» Fragmento seleccionado:
+===+

“La Tierra no es el centro del Universo”: Cuatro siglos desde la 'herejía' de Galileo
Hace 400 años, la Inquisición Romana censuró la
teoría copernicana que postulaba que la Tierra se movía alrededor del Sol. Fue
un acontecimiento clave que en buena medida separó Europa en dos realidades
diferentes, de manera análoga como había ocurrido un siglo antes con la reforma
protestante. El 24 de febrero de 1616, la Inquisición Romana aprobó dos
proposiciones que censuraban la teoría heliocéntrica desarrollada por Nicolás
Copérnico a mediados del siglo XVI. Negaban la centralidad del Sol
(implícitamente que la Tierra orbitaba alrededor de aquél) y calificaban esta
creencia como herética y absurda desde el punto de vista filosófico. Al día
siguiente amonestaron a Galileo Galilei, uno de los científicos más reputados
del continente, y le conminaron a abandonar el sistema copernicano. ¿Por qué se
llegó a este punto y qué significó realmente?
En 1543 Copérnico publicó, en su lecho de muerte De
Revolutionibus Orbium Coelestium o Sobre el movimiento de las esferas
celestiales, un texto muy técnico en el que se proponía que era la Tierra la
que se movía alrededor del Sol (en realidad alrededor de un punto muy cercano a
éste). Ello implicaba que las estrellas se encontraban increíblemente distantes
y modificaba el sistema cosmológico geocentrista que había imperado desde hacía
más de 2.000 años, basado en las teorías de Aristóteles.
Curiosamente, parte de la jerarquía católica recibió
la obra de manera positiva, quizás porque el nuevo sistema facilitaba el
cálculo de las posiciones del Sol, la Luna y los planetas, y representaba una
ventaja a la hora de determinar el momento de la Pascua, que ocurre después de
la primera Luna llena tras el paso del Sol por el equinoccio de primavera (el
inicio de la estación). Sin embargo, inicialmente figuras prominentes del
movimiento reformista mostraron un rechazo frontal a la rompedora visión del
cosmos. En cualquier caso, la teoría heliocéntrica quedó restringida a los
círculos académicos y su efecto fue bastante reducido.

+===+

» Datos registrados:

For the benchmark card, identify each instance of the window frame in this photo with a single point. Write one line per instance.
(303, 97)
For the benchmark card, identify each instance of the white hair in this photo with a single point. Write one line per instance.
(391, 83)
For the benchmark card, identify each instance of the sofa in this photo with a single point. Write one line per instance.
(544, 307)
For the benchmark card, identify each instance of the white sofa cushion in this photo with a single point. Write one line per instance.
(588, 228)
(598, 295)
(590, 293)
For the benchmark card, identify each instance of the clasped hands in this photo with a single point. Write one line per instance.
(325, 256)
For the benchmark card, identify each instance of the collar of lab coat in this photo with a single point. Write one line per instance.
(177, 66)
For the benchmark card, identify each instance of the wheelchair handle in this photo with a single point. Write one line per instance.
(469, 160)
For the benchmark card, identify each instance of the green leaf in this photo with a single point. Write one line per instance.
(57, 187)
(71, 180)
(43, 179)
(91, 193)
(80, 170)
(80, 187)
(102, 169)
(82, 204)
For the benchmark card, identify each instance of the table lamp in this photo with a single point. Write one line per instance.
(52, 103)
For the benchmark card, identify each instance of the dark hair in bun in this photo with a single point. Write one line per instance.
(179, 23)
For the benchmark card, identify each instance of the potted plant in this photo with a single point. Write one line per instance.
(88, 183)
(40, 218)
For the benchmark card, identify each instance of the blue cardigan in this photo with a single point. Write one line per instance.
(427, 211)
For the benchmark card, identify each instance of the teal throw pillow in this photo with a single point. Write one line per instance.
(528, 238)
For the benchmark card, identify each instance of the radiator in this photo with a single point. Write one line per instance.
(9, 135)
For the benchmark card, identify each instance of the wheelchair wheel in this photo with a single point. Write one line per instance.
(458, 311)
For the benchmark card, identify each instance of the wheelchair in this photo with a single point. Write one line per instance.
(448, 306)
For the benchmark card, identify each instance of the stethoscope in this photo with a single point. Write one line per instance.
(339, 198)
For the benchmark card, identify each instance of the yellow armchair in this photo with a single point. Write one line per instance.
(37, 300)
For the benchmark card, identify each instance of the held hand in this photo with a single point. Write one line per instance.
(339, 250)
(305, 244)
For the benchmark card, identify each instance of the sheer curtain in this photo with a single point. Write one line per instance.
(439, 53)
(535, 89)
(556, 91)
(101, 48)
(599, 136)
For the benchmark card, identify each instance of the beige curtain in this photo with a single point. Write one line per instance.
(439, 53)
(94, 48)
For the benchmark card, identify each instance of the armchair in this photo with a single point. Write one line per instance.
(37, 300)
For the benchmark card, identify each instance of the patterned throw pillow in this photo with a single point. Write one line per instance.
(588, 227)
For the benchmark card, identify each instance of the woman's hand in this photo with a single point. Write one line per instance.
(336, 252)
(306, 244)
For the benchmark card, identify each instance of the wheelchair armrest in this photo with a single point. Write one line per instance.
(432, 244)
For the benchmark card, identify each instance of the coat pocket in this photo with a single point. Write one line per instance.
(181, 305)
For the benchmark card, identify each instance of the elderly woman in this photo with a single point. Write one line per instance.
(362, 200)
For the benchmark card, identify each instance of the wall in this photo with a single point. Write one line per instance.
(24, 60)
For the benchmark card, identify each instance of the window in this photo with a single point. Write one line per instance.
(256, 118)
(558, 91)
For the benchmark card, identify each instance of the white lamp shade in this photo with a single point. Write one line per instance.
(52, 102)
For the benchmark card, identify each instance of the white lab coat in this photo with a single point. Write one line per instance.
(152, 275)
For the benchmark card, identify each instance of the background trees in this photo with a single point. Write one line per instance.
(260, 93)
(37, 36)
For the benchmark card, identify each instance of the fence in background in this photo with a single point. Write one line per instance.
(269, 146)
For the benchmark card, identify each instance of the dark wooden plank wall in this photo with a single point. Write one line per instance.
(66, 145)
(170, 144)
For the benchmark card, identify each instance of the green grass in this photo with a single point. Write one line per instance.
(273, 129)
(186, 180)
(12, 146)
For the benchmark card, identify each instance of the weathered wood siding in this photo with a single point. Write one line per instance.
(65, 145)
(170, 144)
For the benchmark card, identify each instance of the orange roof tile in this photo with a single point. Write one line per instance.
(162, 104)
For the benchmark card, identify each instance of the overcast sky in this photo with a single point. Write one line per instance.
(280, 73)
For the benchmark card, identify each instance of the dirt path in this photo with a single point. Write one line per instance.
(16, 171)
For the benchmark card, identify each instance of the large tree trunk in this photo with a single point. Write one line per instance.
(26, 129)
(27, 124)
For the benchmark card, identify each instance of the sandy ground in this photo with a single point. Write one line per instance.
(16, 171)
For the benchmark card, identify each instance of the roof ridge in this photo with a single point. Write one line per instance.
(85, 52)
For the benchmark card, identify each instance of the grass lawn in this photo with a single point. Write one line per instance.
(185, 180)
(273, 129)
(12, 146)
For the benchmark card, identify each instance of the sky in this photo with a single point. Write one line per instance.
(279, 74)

+===+

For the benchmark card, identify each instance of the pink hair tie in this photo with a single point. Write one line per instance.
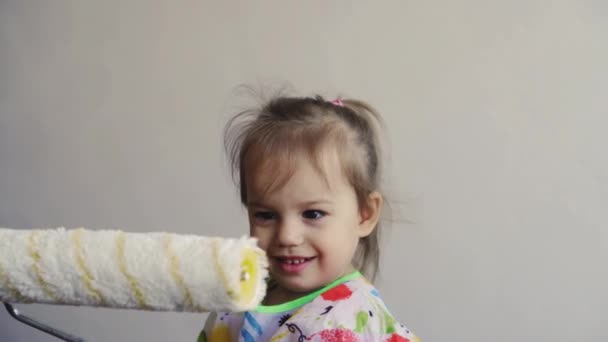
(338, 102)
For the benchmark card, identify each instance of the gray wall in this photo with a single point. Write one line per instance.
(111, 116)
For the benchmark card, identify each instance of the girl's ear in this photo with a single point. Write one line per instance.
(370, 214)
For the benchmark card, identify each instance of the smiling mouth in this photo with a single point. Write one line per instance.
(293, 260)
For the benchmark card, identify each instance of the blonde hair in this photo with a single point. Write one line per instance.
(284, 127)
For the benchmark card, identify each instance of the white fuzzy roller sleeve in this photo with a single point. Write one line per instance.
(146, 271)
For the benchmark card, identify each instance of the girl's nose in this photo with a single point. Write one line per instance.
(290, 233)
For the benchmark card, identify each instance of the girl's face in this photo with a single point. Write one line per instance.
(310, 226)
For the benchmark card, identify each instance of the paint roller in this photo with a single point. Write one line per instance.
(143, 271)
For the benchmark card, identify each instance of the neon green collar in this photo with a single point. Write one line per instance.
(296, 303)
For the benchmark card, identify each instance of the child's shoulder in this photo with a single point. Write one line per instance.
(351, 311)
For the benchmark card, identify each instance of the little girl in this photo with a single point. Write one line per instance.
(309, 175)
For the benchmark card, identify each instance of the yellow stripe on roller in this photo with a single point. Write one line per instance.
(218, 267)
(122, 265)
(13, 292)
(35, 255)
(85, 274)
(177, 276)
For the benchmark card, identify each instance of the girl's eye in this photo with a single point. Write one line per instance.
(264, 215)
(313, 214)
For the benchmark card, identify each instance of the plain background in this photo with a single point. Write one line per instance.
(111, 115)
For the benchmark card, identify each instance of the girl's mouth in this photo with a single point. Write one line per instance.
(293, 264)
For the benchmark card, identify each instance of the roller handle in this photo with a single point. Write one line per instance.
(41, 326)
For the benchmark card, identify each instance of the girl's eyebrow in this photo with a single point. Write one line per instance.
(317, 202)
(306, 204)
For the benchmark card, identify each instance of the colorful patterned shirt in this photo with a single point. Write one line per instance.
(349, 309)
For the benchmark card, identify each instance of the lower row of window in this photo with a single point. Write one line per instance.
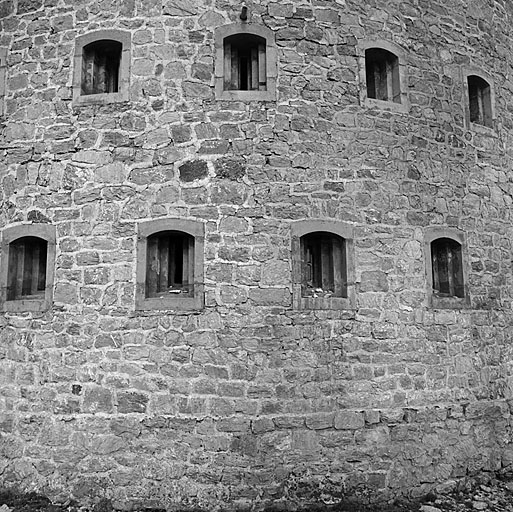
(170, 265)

+===+

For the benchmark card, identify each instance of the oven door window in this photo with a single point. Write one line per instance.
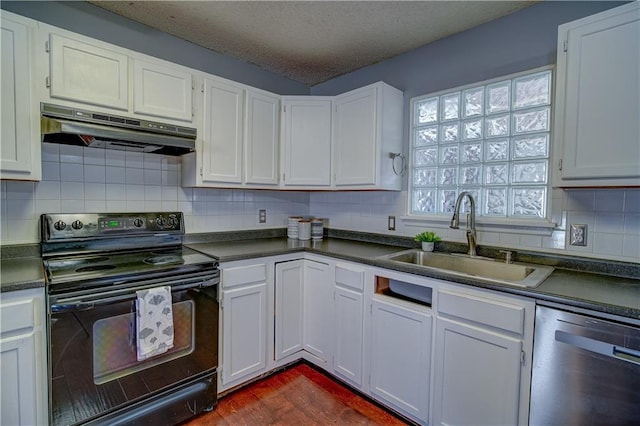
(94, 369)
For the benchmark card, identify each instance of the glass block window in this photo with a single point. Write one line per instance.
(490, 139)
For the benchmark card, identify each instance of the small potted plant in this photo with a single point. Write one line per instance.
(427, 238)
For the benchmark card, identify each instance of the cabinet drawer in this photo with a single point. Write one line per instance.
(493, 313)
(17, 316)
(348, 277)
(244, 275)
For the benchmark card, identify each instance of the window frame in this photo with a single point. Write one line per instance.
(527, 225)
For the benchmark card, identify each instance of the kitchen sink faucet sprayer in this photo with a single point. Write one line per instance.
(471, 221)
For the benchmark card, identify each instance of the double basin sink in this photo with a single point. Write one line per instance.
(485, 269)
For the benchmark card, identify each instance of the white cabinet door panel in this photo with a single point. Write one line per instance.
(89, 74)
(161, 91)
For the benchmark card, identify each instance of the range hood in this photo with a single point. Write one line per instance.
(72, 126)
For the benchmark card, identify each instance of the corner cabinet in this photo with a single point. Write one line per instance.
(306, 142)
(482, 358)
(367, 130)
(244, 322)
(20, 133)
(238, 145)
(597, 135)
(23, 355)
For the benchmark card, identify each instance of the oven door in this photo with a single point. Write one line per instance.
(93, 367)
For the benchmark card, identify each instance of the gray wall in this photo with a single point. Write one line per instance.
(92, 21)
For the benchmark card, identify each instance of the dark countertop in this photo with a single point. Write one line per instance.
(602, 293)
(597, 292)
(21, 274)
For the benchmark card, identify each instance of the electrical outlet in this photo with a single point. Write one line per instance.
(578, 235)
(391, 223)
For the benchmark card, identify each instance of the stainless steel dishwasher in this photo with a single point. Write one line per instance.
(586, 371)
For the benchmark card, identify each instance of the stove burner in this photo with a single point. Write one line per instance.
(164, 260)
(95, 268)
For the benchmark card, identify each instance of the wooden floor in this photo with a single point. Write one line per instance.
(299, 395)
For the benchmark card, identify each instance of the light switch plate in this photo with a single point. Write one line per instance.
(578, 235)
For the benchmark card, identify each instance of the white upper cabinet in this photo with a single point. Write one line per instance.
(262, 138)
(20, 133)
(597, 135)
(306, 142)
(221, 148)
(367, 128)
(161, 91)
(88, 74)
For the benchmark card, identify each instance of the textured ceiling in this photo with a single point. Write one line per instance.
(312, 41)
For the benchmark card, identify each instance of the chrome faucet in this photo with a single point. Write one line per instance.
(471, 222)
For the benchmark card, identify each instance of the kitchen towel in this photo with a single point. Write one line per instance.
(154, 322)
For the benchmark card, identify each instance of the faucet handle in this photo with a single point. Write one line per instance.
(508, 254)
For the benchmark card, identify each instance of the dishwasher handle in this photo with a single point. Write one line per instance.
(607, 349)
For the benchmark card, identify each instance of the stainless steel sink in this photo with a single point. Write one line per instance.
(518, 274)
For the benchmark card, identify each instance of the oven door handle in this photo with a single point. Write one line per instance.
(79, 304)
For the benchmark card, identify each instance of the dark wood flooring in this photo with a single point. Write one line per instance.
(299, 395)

+===+

» Problemas a resolver:
1. Según el texto sobre la censura de la teoría copernicana, ¿qué día aprobó la Inquisición Romana las dos proposiciones contra la teoría heliocéntrica?
2. Sigue escribiendo el texto sobre Galileo y la teoría copernicana a partir de su última oración.
Para hacer estas tareas no hace falta el material.

» Resultados por tarea:
1. El 24 de febrero de 1616.

2.
Décadas después, y tras la invención del telescopio,
Galileo publicó una pequeña obra que estaría llamada a revolucionar el panorama
científico y filosófico: Sidereus Nuncius o Mensajero sideral. En él se
anunciaba el descubrimiento de montañas en la Luna y de numerosas estrellas no
visibles a simple vista, que conformaban ese camino de apariencia lechosa
llamado la Vía Láctea. Pero sobre todo anunciaba la existencia de cuatro
satélites que orbitaban alrededor de Júpiter, hecho que rompía una de las
premisas esenciales del geocentrismo: que todos los cuerpos celestes giraban
alrededor de nuestro planeta.
Para hacernos una idea del impacto que esta nueva
ventana tuvo, basta pensar en la reciente detección de las ondas gravitatorias,
que también nos abren una original puerta para analizar fenómenos invisibles
hasta este momento. Existe una diferencia esencial: mientras que éstas fueron
predichas de manera brillante por Albert Einstein, los nuevos fenómenos que
Galileo vio por primera vez fueron inesperados y rompieron de manera definitiva
con el pasado.
Johannes Kepler, otro de los grandes revolucionarios
científicos de inicios del siglo XVII reaccionó con un notable entusiasmo ante
estos descubrimientos: "Dadme las naves y adaptadme las velas al viento
celeste; habrá gente que no tendrá miedo ni siquiera de cara a aquella
inmensidad. Y para estos descendientes que ya dentro de muy poco se aventurarán
por estos caminos preparemos, oh Galileo, yo una astronomía lunar y tú una
joviana."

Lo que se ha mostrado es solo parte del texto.